== Segment start ==

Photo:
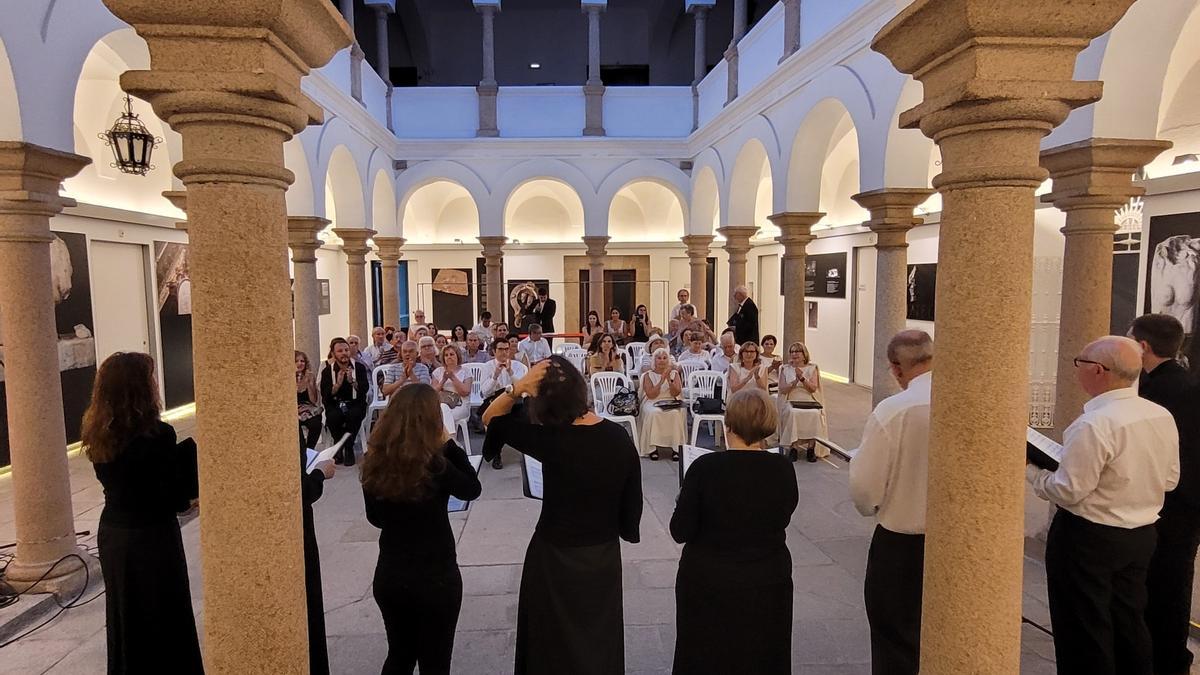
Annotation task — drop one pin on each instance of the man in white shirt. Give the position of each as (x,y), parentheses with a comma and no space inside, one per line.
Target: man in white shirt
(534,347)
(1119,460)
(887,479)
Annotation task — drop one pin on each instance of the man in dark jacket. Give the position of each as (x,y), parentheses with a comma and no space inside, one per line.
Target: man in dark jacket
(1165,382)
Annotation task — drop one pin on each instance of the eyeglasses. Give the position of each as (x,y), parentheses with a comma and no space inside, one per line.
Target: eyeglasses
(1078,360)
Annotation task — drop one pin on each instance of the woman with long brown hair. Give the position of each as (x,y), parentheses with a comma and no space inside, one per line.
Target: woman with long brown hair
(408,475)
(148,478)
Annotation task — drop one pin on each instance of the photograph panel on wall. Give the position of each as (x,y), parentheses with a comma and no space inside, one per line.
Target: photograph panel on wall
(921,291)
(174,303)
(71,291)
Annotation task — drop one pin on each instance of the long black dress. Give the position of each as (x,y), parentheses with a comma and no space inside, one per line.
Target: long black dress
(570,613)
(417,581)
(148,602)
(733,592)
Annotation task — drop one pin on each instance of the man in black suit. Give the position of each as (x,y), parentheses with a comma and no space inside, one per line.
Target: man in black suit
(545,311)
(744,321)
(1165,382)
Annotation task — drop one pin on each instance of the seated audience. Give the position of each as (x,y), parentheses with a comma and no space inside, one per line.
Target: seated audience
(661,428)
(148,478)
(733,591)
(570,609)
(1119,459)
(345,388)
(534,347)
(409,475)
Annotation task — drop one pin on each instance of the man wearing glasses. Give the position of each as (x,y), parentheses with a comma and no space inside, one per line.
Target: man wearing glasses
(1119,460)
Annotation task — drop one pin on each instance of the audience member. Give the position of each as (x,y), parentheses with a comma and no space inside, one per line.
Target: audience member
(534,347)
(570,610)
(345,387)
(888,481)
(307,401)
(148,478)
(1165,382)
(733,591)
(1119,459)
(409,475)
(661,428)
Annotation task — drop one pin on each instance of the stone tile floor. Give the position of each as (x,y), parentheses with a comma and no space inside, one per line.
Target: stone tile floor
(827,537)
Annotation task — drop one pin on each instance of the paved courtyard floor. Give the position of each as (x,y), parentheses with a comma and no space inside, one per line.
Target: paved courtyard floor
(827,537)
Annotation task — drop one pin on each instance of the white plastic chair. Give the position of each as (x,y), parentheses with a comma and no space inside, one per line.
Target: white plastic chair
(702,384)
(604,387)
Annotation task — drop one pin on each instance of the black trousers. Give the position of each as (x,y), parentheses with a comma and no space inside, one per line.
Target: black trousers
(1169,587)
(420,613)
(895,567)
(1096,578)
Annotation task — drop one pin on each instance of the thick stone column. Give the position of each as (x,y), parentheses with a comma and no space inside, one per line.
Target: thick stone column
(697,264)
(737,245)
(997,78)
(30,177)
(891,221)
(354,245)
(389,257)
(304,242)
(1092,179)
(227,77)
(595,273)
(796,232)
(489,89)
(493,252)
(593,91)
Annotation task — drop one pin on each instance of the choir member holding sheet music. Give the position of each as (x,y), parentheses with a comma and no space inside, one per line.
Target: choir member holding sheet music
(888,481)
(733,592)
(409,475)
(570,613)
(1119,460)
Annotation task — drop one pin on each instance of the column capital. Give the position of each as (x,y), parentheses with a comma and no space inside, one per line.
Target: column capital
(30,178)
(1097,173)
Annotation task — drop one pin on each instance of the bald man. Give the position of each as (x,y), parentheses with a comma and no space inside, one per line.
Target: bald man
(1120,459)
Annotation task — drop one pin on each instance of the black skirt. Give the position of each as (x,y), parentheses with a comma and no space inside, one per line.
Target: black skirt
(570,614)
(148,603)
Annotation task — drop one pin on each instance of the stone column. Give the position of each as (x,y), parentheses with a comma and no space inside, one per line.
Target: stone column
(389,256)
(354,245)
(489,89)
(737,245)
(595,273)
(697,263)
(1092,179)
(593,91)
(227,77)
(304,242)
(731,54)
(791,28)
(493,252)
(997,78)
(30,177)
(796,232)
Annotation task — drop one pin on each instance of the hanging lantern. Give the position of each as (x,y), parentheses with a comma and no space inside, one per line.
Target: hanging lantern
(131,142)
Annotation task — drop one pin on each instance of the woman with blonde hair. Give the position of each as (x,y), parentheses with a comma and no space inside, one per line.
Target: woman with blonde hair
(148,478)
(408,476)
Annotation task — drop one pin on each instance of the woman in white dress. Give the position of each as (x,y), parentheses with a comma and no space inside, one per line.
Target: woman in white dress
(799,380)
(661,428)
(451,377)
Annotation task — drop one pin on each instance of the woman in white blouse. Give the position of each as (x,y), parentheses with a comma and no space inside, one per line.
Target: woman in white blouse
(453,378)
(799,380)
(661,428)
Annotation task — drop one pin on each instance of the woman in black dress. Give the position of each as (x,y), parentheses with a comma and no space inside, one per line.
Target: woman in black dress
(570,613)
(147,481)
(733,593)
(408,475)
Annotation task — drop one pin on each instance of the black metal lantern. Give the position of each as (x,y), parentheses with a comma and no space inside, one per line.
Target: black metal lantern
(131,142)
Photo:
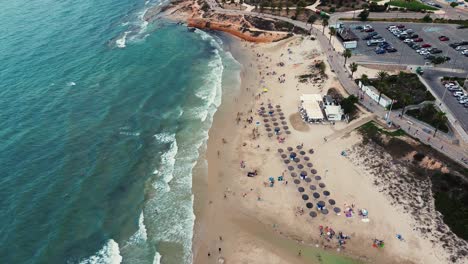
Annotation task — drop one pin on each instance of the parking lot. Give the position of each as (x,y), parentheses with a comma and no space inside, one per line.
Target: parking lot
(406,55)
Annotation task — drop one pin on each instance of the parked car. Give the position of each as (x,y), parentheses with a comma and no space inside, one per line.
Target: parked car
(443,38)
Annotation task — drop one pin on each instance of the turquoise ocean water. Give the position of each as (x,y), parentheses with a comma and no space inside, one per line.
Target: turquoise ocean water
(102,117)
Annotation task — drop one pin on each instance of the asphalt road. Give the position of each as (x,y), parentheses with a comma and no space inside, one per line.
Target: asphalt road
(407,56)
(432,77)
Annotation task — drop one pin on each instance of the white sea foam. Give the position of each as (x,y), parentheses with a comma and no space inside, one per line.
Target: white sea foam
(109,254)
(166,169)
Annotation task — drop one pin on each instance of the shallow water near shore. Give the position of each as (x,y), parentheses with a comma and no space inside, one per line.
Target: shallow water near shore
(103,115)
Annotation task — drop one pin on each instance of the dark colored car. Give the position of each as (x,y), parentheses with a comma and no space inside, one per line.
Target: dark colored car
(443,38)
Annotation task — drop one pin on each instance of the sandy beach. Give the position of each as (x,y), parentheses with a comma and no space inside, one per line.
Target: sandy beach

== Segment end ==

The required output is every line of the data above, set down exactly and stripped of pictures.

Photo:
Annotation task — drop one pin on each instance of the man in white shirt. Give the position of each as (x,y), parentheses with a comma and no space inside, one per line.
Target: man in white shirt
(534,347)
(1119,460)
(887,479)
Annotation task — drop one pin on each instance of the man in dark jacket. Give the position of each as (x,y), parentheses with a comma and no space inside, one per line.
Target: man in dark jacket
(1165,382)
Annotation task — drop one pin on each instance of the eyeglasses. Give the position of each as (x,y), parentheses with a comma and no space inside, one per line.
Target: eyeglasses
(1078,360)
Annotation task — drop one pin on each instance of the woman with long brown hair. Give the position of each as (x,y), parentheses with a comma and no space inside, one per line.
Target: woman with long brown hair
(408,475)
(148,478)
Annotation task — drop one pin on each instance of the photograph panel on wall. Give the position of each as (x,y), parentheses with a comma and no space inside, one per line.
Target: photograph panel on wall
(921,291)
(174,303)
(71,291)
Annotation task — drop one pin on each instance of the long black dress. Give the position of each as (x,y), parentheses with a comma and no space inside, one per line.
Target: long black dress
(570,613)
(417,581)
(148,602)
(733,592)
Annotation task — drop one pin on each instance of the man in black suit. Give the position of each as (x,y), parentheses with a comma and no space inside, one per line.
Target: man in black suit
(545,311)
(744,321)
(1165,382)
Annotation task — drop one pin on each instance of the seated audience. Give the position of each as (x,y), parentheses with a comma and no space inside, one per line.
Target: seated audience
(661,428)
(148,478)
(733,591)
(570,609)
(1119,459)
(345,388)
(534,347)
(409,475)
Annotation task — drop one pin on each instance of the man wearing glasses. Give the position of each as (x,y), parentheses with a comma and no space inside, one per line.
Target: man wearing glasses
(1119,460)
Annotation task — drop one pin on each instance of the audience member. Give the position of each as (x,y), parentheses with a comma and no space inside, one per line.
Target: audience member
(534,347)
(570,610)
(345,387)
(888,481)
(307,401)
(148,478)
(1165,382)
(733,591)
(1119,459)
(409,475)
(661,428)
Annotation task — drop one pin on each instance of the stone tile floor. Give the position of each as (x,y), parentheses with a comma and no space inside, one per line.
Target: stone tile floor
(827,537)
Annotation task — drop one pin on each instance of the paved courtyard floor. Give the position of each as (x,y), parentheses with a comma and no space inside, one per line.
Target: paved courtyard floor
(827,537)
Annotation task — drop one pin on each instance of the white plastic chair. Give the position of each as (x,y), parentheses with a comma and no space inside, one per line.
Target: white plastic chair
(702,384)
(604,387)
Annotation task — drop one pin on each instance of the black trousers. Give the position of each as (x,y), parentheses with a comma and no space inside, one per line.
Target: black trousers
(1169,587)
(420,613)
(895,567)
(1096,578)
Annotation task — drop one pin on each instance of the thick stone column. Give the position of each as (x,y), parentheses with a comma and no space inside, one per line.
Target: thick stone column
(697,264)
(737,245)
(997,78)
(30,177)
(891,221)
(354,245)
(389,257)
(304,242)
(1092,179)
(227,77)
(595,273)
(796,232)
(489,89)
(493,252)
(593,91)
Annotation task — drop one pin on each instance of the choir member holding sheet music. Give the position of each as (x,y), parentheses with a comma and no space inside, one per line.
Target: choir member holding sheet music
(888,481)
(733,592)
(409,475)
(570,613)
(1119,460)
Annotation task — drop one pin on each instance of the column capital. Give the position of each as (x,y), parentheses with a comma and no space inside, one per line.
Target: column capital
(30,178)
(1097,173)
Annotation task — drop one pin on each instance of the bald man. Give the position of each as (x,y), parentheses with a comma and no space inside, one per line.
Target: bald man
(1120,459)
Annotation task — drop one pin on each instance of the black skirt. Give the position of each as (x,y), parentheses with a comma and no space inside, one per line.
Target: black skirt
(570,614)
(148,603)
Annotation task — drop one pin on each instance of the stone column. Give the position of each as (x,y), parentheses with a comma and no space inside, one per line.
Target: stone column
(389,256)
(354,245)
(489,89)
(737,245)
(595,273)
(697,263)
(1092,179)
(593,91)
(227,77)
(304,242)
(731,54)
(791,28)
(493,252)
(997,78)
(30,177)
(796,232)
Annotation task — drop one pin on each instance of the hanging lantern. Give the position of each as (x,y), parentheses with a comma and no space inside, one per line.
Target: hanging lantern
(131,142)
Annotation task — drop one pin on each instance of the woman with blonde hair. Give the position of each as (x,y), parentheses with a comma and no space inside, one per line.
Target: woman with blonde hair
(148,478)
(408,476)
Annotation task — drop one pin on each instance of the woman in white dress. Give the position of each as (x,y), parentheses with a comma and no space inside, one per line.
Target: woman in white dress
(799,380)
(661,428)
(451,377)
Annotation task — drop one pin on each instance of the woman in white blouse. Give the position of each as (x,y), parentheses with a comma and no space inside, one per line.
Target: woman in white blouse
(453,378)
(799,380)
(661,428)
Annotation task — drop one pin on each instance of the woman in black dress. Give the position of each as (x,y), parentheses with a comma and no space inside, one per line.
Target: woman in black dress
(570,613)
(147,481)
(733,593)
(408,475)
Annotation task — drop one pin on each instance of the black metal lantern. Give the position of each as (x,y), parentheses with a comma and no space inside, one per line.
Target: black metal lantern
(131,142)
Photo:
Annotation task — drop one pin on each instance of the parking lot. Give the position of each as (x,y), parentheses with a comma and no space inside, one per line.
Target: parking lot
(406,55)
Annotation task — drop one pin on each instance of the parked car. Give the position of each as (x,y), parentheses with a comma and no space inside, one per line.
Target: parked car
(443,38)
Annotation task — drop one pin on each instance of the turquoise ocean water. Give the position of each as (x,y), parentheses with a comma and no space inside, one per line.
Target: turquoise ocean water
(102,117)
Annotation task — drop one pin on each instance of the asphalt road. Give the position of each as (x,y), parentheses with a comma and no space inside, one per line.
Target: asphalt road
(407,56)
(432,77)
Annotation task — drop one pin on each instance of the white sea foam. Give the position of each as (x,y), parentheses with a comma and no space inside, one per line.
Target: white sea foam
(109,254)
(166,169)
Annotation task — drop one pin on each instance of the shallow water near shore. Give the position of each as (x,y), parentheses with a comma and no space inside, one per line.
Target: shallow water near shore
(103,115)
Annotation task — drop one pin on each instance of the dark colored car. Give the position of each as (x,y), parentheses with a comma and no space inside, one per line.
Target: dark colored car
(443,38)
Annotation task — drop one pin on each instance of the sandy beach. Give the position of each as (x,y), parentheses with a comma and no space inside, one per line.
Target: sandy beach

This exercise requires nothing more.